[Part of a data file]
>>>

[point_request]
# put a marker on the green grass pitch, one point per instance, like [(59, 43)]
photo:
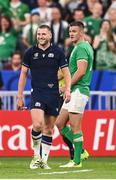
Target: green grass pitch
[(93, 168)]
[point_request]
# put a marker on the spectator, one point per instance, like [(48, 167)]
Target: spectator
[(112, 19), (15, 63), (4, 7), (58, 27), (44, 11), (1, 87), (19, 13), (112, 6), (29, 31), (31, 3), (105, 47), (7, 39), (93, 22)]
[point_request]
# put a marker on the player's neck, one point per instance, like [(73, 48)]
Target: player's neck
[(79, 41), (44, 47)]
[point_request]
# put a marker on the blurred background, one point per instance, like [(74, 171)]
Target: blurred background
[(19, 20)]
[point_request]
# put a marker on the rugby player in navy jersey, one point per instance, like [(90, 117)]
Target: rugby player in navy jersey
[(44, 61)]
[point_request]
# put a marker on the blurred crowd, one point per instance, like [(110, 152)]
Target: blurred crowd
[(19, 20)]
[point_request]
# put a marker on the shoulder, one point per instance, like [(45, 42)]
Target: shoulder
[(28, 51), (56, 48)]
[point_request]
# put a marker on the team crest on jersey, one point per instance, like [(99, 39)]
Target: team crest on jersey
[(36, 55), (50, 85), (37, 104), (51, 55)]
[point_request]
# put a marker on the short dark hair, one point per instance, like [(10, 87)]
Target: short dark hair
[(17, 53), (77, 23), (45, 26)]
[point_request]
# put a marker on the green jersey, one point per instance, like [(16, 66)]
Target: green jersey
[(21, 10), (82, 51)]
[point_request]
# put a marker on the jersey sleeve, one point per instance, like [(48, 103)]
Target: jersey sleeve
[(27, 58), (81, 54), (62, 60)]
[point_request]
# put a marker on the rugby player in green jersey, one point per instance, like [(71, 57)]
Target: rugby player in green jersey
[(80, 65)]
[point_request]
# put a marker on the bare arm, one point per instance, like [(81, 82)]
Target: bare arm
[(82, 67), (67, 79), (21, 86)]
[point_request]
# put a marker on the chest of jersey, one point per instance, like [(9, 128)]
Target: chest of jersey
[(44, 60)]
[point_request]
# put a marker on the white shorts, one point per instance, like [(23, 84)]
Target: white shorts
[(77, 103)]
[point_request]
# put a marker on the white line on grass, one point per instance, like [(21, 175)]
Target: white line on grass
[(66, 172)]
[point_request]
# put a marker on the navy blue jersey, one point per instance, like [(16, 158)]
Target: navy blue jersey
[(44, 65)]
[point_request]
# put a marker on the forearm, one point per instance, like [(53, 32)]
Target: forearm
[(22, 82), (67, 79)]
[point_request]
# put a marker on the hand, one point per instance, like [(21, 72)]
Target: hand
[(20, 103), (67, 96)]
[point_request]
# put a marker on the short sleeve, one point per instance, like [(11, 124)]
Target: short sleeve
[(82, 54), (62, 60), (27, 58)]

<<<

§ Required work
Reproduce all the records verbatim, excluding images.

§ Result below
[point_request]
# put a marker on the green grass pitch, one point per instance, like [(59, 43)]
photo:
Target: green grass pitch
[(93, 168)]
[point_request]
# put a marker on the spectator, one point per instance, like [(48, 167)]
Target: spectator
[(112, 19), (15, 63), (4, 7), (58, 27), (44, 11), (1, 87), (19, 13), (112, 6), (29, 31), (31, 3), (105, 47), (7, 39), (93, 22)]
[point_request]
# put a marker on the player's neck, one point per instance, like [(73, 48)]
Target: player's neck
[(79, 41), (44, 47)]
[point_request]
# put a marker on the blurred background, one point per instance, like [(74, 171)]
Target: blurred background
[(19, 20)]
[point_request]
# put a marker on the rugby player in navy jersey, one point per instance, like [(90, 117)]
Target: rugby player in navy jersey
[(44, 61)]
[point_request]
# put a marker on the blurred crowd, one point per instance, like [(110, 152)]
Target: blurred crowd
[(19, 20)]
[point_request]
# put a marker on the shoulder, one point per instance, like [(45, 42)]
Target: shoulder
[(28, 51), (56, 48)]
[point_request]
# put a marker on the team crest on jersey, one point per instance, like [(99, 39)]
Target: team crest on jersey
[(36, 55), (50, 85), (37, 104), (51, 55)]
[point_request]
# put a marker on the short dark hair, one point per instance, like [(10, 87)]
Target: short dark hair
[(17, 53), (77, 23), (45, 26)]
[point_request]
# put a marker on the green jersey, one point per instance, like [(16, 66)]
Target: green jersey
[(21, 10), (82, 51)]
[point_request]
# put a marker on the jersey sleeve, one point per instance, like [(48, 103)]
Target: jersey sleeve
[(27, 58), (81, 54), (62, 60)]
[point_request]
# put a marker on the rugby player in green jersey, one point per instance, like [(71, 57)]
Target: rugby player in green jersey
[(80, 65)]
[point_request]
# put a marker on the bare arm, one point per instance, like [(81, 82)]
Target: bare arm
[(82, 67), (67, 79), (21, 86)]
[point_request]
# put a marker on the chest of jersey, one point per instance, like [(9, 128)]
Target: chest of jersey
[(44, 60)]
[point_request]
# put a marker on the white shorts, one point per instance, like [(23, 84)]
Target: white shorts
[(77, 103)]
[point_request]
# put a marker on the white line on grass, one point per instance, like [(21, 175)]
Target: white line on grass
[(66, 172)]
[point_request]
# put a marker on the navy blue jersey, one point per instance, like [(16, 158)]
Target: navy blue jersey
[(44, 65)]
[point_request]
# put a marker on the forearm, one point per instance, like [(53, 32)]
Target: forearm
[(22, 82), (67, 79)]
[point_request]
# put a marker on the hand, one point per instance, like [(21, 72)]
Target: hand
[(20, 103), (67, 96)]
[point_request]
# put a marker on the short sleeve, one point per instance, like [(11, 124)]
Target: short sleeve
[(82, 54), (62, 60), (27, 58)]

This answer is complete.